Instructions to follow:
Print every entry below word for word, omitting the pictures.

Object point labels
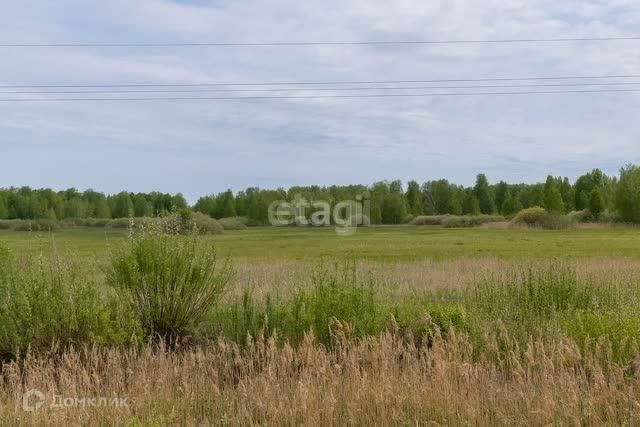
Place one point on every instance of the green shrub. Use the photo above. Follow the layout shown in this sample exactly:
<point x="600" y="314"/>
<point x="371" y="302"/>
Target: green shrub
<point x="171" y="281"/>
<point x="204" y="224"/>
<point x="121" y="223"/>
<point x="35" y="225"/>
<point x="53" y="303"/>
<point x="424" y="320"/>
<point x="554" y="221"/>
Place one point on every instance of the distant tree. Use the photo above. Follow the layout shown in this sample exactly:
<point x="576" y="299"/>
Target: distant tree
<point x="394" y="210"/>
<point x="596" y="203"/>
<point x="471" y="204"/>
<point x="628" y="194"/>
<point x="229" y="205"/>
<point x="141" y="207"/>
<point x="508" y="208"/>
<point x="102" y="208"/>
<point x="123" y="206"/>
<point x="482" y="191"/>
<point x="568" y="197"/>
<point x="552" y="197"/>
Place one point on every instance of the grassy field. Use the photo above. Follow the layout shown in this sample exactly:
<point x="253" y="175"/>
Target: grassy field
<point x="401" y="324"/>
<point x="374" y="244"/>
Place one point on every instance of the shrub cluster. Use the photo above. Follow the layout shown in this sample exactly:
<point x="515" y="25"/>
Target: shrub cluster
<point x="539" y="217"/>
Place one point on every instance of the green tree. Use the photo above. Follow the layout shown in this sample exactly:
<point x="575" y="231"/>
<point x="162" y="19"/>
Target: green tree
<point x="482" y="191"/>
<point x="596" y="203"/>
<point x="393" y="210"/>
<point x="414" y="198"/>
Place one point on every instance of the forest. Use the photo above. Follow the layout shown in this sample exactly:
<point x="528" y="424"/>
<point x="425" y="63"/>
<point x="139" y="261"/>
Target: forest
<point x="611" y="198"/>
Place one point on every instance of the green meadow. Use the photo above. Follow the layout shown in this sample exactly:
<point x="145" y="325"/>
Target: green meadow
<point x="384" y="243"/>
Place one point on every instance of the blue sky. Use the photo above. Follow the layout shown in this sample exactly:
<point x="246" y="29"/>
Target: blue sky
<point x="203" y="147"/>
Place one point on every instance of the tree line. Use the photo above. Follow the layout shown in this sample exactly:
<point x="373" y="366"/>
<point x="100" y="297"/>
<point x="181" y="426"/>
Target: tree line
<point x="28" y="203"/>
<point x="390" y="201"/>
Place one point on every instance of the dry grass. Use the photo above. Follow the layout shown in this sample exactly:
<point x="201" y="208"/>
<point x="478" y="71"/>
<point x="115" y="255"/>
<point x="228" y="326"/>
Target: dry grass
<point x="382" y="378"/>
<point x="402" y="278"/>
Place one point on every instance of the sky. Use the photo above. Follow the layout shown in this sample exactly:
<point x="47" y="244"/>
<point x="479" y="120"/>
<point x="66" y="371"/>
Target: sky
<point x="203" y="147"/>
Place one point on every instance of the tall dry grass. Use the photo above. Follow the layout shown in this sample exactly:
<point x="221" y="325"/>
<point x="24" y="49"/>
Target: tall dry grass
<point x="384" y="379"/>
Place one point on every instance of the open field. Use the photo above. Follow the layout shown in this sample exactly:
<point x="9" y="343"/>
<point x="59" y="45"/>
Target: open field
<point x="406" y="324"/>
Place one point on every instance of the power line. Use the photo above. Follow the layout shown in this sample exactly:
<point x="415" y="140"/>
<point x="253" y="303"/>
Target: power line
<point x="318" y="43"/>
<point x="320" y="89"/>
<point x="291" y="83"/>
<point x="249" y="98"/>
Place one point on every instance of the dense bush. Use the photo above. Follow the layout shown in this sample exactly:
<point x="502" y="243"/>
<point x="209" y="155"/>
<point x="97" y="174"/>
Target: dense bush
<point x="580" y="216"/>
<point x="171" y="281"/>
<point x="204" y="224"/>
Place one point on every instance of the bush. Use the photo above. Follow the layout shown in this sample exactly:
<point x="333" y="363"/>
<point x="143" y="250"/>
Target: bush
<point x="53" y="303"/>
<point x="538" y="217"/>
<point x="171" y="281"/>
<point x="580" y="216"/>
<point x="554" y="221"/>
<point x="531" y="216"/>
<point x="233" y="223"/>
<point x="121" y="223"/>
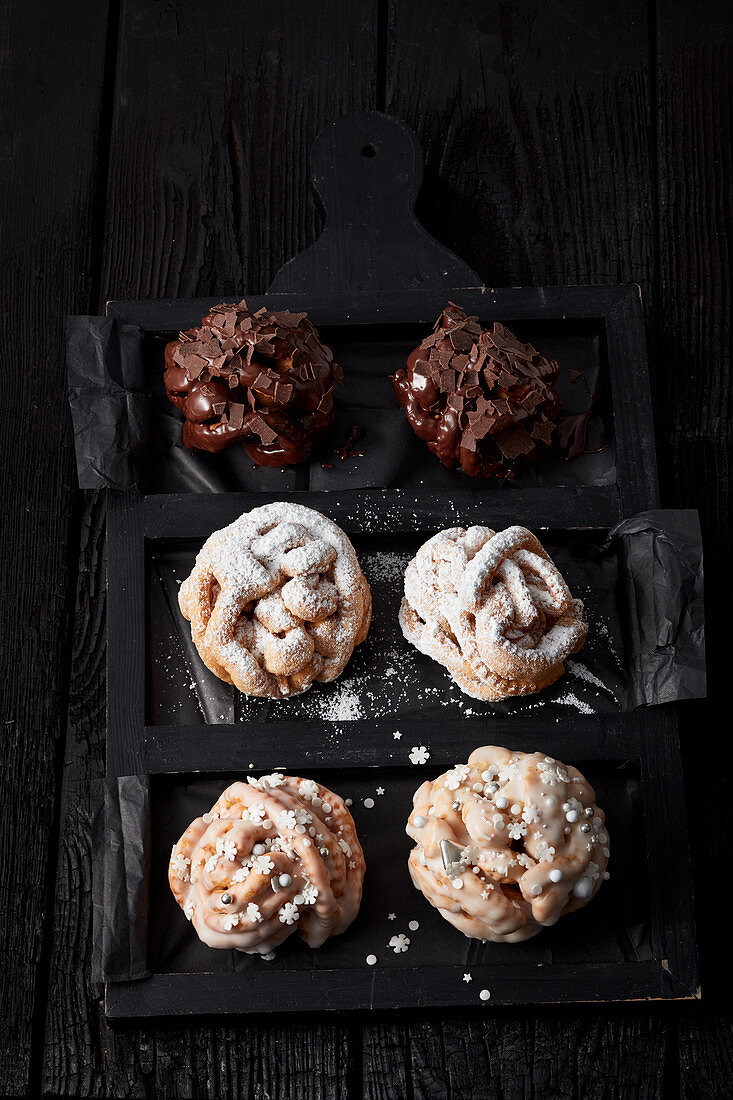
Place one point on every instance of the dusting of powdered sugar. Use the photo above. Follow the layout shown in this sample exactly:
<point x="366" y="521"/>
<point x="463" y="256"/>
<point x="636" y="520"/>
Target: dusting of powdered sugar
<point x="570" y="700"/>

Task answer:
Place one point on every instance of the green shrub. Use the photo above. Follow the layout shown in this sample exactly:
<point x="600" y="314"/>
<point x="371" y="302"/>
Target: green shrub
<point x="171" y="281"/>
<point x="204" y="224"/>
<point x="121" y="223"/>
<point x="35" y="225"/>
<point x="53" y="303"/>
<point x="424" y="320"/>
<point x="554" y="221"/>
Place one point on every instance of the distant tree. Use the photo above. Follow the layout shown in this sample exactly:
<point x="576" y="299"/>
Target: distant tree
<point x="394" y="210"/>
<point x="596" y="203"/>
<point x="471" y="204"/>
<point x="628" y="194"/>
<point x="229" y="205"/>
<point x="141" y="207"/>
<point x="508" y="208"/>
<point x="102" y="208"/>
<point x="123" y="206"/>
<point x="482" y="191"/>
<point x="568" y="197"/>
<point x="552" y="197"/>
Place one point on every instance of the grassy field. Use the photo above. Follow the layout shown in this sample exactly:
<point x="253" y="175"/>
Target: grassy field
<point x="401" y="324"/>
<point x="374" y="244"/>
Place one point on every instance of the shrub cluster. Use the photo above. Follow the layout shown in this sample exactly:
<point x="515" y="25"/>
Target: shrub cluster
<point x="539" y="217"/>
Place one point on every instance of the green tree. Use the photo above. Follow the layout shown in this sample exactly:
<point x="575" y="231"/>
<point x="162" y="19"/>
Target: green tree
<point x="482" y="191"/>
<point x="596" y="203"/>
<point x="393" y="210"/>
<point x="414" y="198"/>
Place one point on every instance of the forest. Use the photo above. Follow the layout shown in this sample exactly:
<point x="528" y="424"/>
<point x="425" y="63"/>
<point x="139" y="261"/>
Target: forest
<point x="611" y="198"/>
Place one point on every instance of the green meadow. Use the photo above. Follow the layout shown in this sample exactly:
<point x="145" y="325"/>
Target: green meadow
<point x="384" y="243"/>
Place one point on every instance of the blue sky. Use the photo above. Follow the layout shown in this sample exactly:
<point x="246" y="29"/>
Target: blue sky
<point x="203" y="147"/>
Place one point on every instance of the tree line. Use the photo above. Follow the layout shown in this sample exactly:
<point x="373" y="366"/>
<point x="100" y="297"/>
<point x="181" y="426"/>
Target: tree line
<point x="28" y="203"/>
<point x="390" y="201"/>
Place one point on every instance of the dry grass. Use the photo above. Follow the layout shown in this sample exactly:
<point x="201" y="208"/>
<point x="478" y="71"/>
<point x="115" y="255"/>
<point x="228" y="326"/>
Target: dry grass
<point x="382" y="378"/>
<point x="402" y="278"/>
Place one point on every instance of the sky. Use the photo above. Follow the layout shown in this sample exactly:
<point x="47" y="244"/>
<point x="479" y="120"/>
<point x="66" y="371"/>
Target: sky
<point x="203" y="147"/>
Place one point on every instance of the tall dry grass. Use the photo above. Follow the layout shown in this sample exactly:
<point x="221" y="325"/>
<point x="24" y="49"/>
Target: tall dry grass
<point x="384" y="379"/>
Place one point on every instance of the open field. Use the photo above. Follow the layout shown in this sample exactly:
<point x="9" y="343"/>
<point x="59" y="45"/>
Target: open field
<point x="406" y="324"/>
Place one point on every instance of the power line. Use the photo above. Follow the layout shown in this sample exactly:
<point x="415" y="140"/>
<point x="253" y="303"/>
Target: power line
<point x="318" y="43"/>
<point x="320" y="89"/>
<point x="291" y="83"/>
<point x="249" y="98"/>
Place one point on every instance of the dense bush. Use the photo above. Follow the layout shown in this sample exactly:
<point x="502" y="243"/>
<point x="209" y="155"/>
<point x="97" y="174"/>
Target: dense bush
<point x="580" y="216"/>
<point x="171" y="281"/>
<point x="204" y="224"/>
Place one point on every instance of the bush. Use the photo above. Follow the layout shown in this sample exactly:
<point x="333" y="363"/>
<point x="143" y="250"/>
Target: bush
<point x="53" y="303"/>
<point x="538" y="217"/>
<point x="171" y="281"/>
<point x="580" y="216"/>
<point x="554" y="221"/>
<point x="531" y="216"/>
<point x="233" y="223"/>
<point x="121" y="223"/>
Place one point on every instance of the dusting of powdered sugar. Use the photo above. Follow the layout shown in this sample exactly:
<point x="366" y="521"/>
<point x="463" y="256"/>
<point x="636" y="520"/>
Target: dusting of powdered sugar
<point x="570" y="700"/>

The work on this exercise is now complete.